**Record excerpts**
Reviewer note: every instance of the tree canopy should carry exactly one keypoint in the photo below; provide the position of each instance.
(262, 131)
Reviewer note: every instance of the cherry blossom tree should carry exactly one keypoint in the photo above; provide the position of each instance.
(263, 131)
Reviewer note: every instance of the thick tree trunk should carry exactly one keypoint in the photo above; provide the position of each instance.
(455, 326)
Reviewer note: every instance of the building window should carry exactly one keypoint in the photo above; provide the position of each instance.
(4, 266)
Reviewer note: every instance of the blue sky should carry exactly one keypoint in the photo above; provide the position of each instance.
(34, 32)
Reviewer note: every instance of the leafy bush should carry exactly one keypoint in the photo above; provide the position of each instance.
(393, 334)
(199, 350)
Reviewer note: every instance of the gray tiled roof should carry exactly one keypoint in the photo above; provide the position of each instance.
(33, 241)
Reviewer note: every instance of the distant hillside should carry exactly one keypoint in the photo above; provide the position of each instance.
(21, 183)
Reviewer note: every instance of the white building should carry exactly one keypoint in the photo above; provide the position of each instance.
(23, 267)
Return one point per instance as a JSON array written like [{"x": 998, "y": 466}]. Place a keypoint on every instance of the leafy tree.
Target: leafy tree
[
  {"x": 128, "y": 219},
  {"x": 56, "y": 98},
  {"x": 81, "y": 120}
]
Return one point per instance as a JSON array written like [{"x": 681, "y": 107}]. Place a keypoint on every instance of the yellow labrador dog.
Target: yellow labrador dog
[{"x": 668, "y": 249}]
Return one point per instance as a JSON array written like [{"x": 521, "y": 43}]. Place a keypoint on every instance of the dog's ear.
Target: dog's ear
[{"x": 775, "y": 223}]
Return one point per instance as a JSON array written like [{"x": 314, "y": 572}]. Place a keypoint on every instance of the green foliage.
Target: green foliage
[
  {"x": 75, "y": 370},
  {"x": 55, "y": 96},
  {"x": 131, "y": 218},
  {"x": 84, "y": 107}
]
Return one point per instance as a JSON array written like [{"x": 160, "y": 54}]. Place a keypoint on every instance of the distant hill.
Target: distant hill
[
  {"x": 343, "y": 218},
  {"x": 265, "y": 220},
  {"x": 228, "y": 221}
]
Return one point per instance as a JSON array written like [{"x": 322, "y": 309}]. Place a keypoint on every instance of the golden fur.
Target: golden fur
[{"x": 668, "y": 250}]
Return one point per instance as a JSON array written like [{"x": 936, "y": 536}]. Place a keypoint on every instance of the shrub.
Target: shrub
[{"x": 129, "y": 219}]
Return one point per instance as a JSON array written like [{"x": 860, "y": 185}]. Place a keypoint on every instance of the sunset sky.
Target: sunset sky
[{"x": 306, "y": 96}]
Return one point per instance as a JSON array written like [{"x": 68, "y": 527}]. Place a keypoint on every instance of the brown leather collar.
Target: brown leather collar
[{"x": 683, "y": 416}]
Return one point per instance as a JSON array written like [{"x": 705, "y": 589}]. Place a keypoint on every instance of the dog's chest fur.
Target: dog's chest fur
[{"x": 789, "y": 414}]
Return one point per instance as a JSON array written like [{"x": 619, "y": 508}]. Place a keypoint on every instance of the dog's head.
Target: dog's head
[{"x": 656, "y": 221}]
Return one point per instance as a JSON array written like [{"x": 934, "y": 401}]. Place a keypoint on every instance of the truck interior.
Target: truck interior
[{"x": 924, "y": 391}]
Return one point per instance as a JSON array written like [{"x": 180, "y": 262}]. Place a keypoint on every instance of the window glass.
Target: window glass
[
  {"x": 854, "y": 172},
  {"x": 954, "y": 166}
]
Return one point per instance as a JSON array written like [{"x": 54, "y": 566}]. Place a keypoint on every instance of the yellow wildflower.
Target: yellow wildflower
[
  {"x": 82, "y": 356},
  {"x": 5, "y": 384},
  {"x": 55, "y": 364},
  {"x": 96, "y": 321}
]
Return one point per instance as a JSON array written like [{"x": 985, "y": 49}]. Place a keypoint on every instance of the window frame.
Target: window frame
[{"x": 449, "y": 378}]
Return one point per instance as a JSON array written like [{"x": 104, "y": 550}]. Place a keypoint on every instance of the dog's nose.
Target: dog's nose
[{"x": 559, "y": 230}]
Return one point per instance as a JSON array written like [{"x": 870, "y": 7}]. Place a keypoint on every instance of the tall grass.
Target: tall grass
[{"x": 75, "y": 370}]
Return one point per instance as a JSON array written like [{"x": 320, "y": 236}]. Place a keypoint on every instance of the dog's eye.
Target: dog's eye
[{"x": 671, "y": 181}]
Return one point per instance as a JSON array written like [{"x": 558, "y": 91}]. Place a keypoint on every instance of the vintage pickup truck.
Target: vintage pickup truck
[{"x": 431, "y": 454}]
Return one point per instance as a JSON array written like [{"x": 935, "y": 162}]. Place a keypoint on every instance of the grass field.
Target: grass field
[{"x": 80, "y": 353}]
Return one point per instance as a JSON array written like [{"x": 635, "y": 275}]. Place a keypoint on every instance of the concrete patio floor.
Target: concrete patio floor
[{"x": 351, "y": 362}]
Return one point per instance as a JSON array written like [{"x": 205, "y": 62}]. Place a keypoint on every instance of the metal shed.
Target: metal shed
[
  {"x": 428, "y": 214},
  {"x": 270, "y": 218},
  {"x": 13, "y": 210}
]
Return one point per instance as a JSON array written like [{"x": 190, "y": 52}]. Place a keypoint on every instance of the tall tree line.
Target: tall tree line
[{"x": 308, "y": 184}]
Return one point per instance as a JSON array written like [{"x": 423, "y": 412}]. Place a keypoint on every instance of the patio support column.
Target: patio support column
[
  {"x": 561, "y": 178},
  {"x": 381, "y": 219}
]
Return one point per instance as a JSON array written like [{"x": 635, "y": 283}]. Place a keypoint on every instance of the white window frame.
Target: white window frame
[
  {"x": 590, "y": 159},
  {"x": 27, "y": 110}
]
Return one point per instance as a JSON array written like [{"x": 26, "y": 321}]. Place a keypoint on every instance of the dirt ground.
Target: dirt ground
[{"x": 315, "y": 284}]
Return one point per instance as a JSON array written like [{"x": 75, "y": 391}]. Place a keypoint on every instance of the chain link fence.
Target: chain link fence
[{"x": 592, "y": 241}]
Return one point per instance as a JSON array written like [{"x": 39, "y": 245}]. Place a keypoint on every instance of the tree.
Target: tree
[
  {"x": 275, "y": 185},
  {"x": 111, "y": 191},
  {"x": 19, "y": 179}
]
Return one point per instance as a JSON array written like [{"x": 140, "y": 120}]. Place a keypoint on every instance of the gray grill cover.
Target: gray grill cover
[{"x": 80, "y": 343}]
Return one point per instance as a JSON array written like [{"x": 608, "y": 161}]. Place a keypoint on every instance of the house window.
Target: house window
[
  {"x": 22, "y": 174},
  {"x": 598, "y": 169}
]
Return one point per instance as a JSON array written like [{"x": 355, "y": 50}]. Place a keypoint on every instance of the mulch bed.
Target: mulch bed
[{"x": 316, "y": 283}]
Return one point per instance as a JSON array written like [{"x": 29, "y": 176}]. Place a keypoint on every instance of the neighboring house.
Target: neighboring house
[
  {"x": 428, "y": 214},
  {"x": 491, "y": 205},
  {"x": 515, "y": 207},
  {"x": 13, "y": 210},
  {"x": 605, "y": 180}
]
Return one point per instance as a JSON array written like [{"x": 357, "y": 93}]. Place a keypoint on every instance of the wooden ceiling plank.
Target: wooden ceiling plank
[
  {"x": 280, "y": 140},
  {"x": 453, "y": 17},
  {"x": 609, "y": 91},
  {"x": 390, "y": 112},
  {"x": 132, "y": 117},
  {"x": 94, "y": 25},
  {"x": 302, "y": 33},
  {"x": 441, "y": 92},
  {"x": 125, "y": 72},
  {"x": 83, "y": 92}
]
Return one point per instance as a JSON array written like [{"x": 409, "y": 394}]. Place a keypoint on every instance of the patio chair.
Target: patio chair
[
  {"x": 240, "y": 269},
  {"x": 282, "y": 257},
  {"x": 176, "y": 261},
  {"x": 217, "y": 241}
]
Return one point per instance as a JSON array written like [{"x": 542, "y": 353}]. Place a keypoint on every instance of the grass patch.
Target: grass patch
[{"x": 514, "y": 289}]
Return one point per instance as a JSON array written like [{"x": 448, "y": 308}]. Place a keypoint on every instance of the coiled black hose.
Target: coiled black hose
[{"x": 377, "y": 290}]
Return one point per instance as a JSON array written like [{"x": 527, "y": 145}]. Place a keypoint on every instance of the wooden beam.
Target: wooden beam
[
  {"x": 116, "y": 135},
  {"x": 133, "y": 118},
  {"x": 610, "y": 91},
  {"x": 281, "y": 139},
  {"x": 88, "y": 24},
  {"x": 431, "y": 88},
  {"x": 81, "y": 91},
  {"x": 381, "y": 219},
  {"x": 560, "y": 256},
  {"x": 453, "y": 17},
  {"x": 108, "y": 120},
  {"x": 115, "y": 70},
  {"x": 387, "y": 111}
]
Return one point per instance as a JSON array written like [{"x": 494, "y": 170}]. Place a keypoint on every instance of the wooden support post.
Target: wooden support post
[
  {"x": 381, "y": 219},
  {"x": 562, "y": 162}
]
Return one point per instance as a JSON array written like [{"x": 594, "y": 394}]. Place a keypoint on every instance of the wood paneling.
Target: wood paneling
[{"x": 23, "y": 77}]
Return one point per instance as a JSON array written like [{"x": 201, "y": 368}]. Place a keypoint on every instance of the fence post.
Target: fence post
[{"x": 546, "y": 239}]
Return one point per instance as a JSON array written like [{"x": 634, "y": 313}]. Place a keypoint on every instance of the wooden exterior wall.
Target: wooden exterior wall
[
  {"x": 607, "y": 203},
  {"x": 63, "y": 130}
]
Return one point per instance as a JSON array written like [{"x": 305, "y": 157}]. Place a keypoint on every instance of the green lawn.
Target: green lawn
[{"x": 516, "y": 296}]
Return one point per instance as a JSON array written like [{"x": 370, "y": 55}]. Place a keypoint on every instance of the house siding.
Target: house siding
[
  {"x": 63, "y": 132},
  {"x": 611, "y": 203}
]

**What the task requires**
Your output should be an exact copy of the lines from the one containing "the wood paneling." through the last line of the data above.

**Solved problem**
Return one point per instance as a JSON array written like [{"x": 594, "y": 394}]. Place a keypoint on every instance of the wood paneling.
Target: wood paneling
[{"x": 23, "y": 77}]
Return one point per instance as a JSON array written like [{"x": 201, "y": 368}]. Place a keypoint on every instance of the fence post.
Target: fence post
[{"x": 546, "y": 239}]
Return one point per instance as a JSON array written like [{"x": 634, "y": 313}]. Place a keypoint on every instance of the wooden exterior wall.
Target: wooden exterior wall
[
  {"x": 607, "y": 203},
  {"x": 63, "y": 130}
]
Return one point per instance as a JSON array written like [{"x": 305, "y": 157}]. Place a keypoint on every instance of the green lawn.
Target: green lawn
[{"x": 516, "y": 296}]
Return one point per instance as a JSON array written like [{"x": 370, "y": 55}]. Place a keypoint on every instance of the house siding.
Target: house siding
[
  {"x": 63, "y": 132},
  {"x": 611, "y": 203}
]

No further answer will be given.